> [EXERCISE PROMPT] The answer should be an exact copy of the lines from the line with "Target: white shorts" through the last line of the entries, and no other lines.

> [GIVEN DATA]
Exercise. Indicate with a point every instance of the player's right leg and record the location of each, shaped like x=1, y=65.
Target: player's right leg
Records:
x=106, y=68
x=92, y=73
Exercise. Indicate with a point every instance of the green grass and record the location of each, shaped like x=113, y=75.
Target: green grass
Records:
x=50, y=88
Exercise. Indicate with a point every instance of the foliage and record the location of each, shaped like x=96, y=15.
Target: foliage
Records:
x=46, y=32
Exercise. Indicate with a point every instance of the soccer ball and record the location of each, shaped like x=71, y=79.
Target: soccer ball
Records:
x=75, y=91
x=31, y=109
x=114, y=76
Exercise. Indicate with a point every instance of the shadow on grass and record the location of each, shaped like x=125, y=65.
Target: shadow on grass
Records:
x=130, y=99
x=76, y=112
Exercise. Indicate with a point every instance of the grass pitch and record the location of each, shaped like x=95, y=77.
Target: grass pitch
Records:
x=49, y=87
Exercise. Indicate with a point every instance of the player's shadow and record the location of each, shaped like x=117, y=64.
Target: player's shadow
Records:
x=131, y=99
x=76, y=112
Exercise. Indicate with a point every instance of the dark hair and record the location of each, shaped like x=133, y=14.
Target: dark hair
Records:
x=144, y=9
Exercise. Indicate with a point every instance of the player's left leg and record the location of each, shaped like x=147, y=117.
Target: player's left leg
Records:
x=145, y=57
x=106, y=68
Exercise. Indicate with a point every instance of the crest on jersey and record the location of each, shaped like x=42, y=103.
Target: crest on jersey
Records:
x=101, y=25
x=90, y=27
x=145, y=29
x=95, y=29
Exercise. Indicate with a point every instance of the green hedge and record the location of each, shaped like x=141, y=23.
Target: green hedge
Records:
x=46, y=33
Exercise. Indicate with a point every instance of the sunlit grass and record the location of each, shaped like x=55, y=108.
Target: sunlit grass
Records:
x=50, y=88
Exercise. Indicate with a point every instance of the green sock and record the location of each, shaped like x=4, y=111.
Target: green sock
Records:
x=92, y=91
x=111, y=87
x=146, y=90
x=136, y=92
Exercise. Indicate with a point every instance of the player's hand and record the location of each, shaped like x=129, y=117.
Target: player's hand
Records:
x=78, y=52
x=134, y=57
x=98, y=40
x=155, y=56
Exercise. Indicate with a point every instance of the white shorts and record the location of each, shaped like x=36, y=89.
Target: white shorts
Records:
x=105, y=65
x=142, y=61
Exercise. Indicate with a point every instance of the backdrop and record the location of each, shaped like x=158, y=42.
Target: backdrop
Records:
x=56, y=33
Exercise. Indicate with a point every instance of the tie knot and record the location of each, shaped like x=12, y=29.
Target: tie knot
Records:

> [COMPLETED TASK]
Target: white shorts
Records:
x=105, y=65
x=142, y=61
Exercise. Indicate with a point every instance of the backdrop and record the location of each, shaped like x=158, y=42.
Target: backdrop
Records:
x=56, y=33
Exercise. Indicate with a point every instance of the tie knot and record the location of each, shaped like x=12, y=29.
Target: tie knot
Records:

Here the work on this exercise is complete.